==== RECORD EXCERPTS

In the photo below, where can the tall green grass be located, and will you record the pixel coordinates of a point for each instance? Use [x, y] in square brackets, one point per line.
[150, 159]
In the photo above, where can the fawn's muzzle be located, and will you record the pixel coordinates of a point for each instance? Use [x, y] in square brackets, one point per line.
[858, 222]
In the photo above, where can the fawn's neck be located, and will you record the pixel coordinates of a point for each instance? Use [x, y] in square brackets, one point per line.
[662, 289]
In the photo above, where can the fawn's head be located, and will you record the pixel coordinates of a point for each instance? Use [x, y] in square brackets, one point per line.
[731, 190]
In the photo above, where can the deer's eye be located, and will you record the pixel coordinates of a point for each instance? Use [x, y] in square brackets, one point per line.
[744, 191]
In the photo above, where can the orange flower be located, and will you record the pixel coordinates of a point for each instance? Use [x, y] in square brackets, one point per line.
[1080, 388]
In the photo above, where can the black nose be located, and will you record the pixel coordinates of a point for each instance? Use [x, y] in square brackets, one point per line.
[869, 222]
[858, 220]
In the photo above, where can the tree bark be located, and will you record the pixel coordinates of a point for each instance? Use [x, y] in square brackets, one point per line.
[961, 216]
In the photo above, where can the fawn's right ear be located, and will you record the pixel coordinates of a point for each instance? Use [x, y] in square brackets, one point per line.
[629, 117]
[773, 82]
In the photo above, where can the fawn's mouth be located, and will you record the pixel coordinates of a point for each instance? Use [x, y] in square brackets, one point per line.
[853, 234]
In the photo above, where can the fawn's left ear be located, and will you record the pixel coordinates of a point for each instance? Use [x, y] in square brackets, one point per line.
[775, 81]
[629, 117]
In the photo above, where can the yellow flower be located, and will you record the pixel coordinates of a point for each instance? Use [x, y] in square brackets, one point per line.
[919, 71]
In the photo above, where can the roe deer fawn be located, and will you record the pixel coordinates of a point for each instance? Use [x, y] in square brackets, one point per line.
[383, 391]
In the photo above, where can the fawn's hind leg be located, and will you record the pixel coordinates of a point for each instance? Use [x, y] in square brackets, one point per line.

========

- WHAT IS BEING ASKED
Retype the material above, character for character.

- SOLUTION TO THE EXERCISE
In the photo below, where can the tall green grass be located, and will you record the pixel coordinates of a point for each instance? Use [x, y] in square brackets, one point per line.
[150, 159]
In the photo above, where can the fawn's muzzle be located, and will you record the pixel coordinates of a point for each instance? Use [x, y] in square brackets, one point per line.
[858, 222]
In the photo above, where can the fawn's neck be located, and will you record the pixel coordinates of a point for each instance? Use [x, y] in square brackets, one point per line.
[662, 289]
In the photo above, where can the fawn's head be located, and will you record the pixel coordinates of a point for each instance? Use [x, y] in square brackets, one point per line.
[731, 190]
In the photo above, where can the deer's eye be located, and will you record the pixel coordinates of a point for each instance? Use [x, y] in square brackets, one point per line.
[744, 191]
In the photo above, where can the orange flower be located, and will you record the pixel coordinates of a point for each instance? Use [x, y] in square brackets, one point per line.
[1080, 388]
In the photo above, where can the black nose be located, and will you record the pixel coordinates of a point for each instance? Use [x, y] in square brackets, one point per line.
[869, 222]
[858, 220]
In the photo above, where can the tree bark be located, and will you record the pixel coordinates of a point for each instance? Use [x, y] in square brackets, one point per line.
[961, 216]
In the photo above, where can the fawn's right ear be located, and will you record the pixel coordinates of a point for each instance? Use [x, y] in square brackets, one point per line.
[629, 117]
[773, 82]
In the photo above, where can the fawn's mouth be located, and will you record the pixel coordinates of a point for each instance? Use [x, y] in square brackets, one point per line.
[853, 234]
In the photo above, where can the fawn's left ear be located, and will you record the pixel coordinates of a point for each instance? Use [x, y] in square brackets, one point per line.
[775, 81]
[629, 117]
In the photo above, where can the yellow flower be located, and will you record the pixel coordinates of a point for each instance? Use [x, y] in square brackets, one point per line.
[919, 71]
In the photo above, where can the roe deer fawn be located, and will you record the pixel coordinates of a point for each instance? Use [x, y] in square brackets, one point per line.
[383, 391]
In the photo above, where can the fawn's hind leg be located, and will you record the pixel coordinates of a point for each instance? Use [x, y] in square brackets, one point per line.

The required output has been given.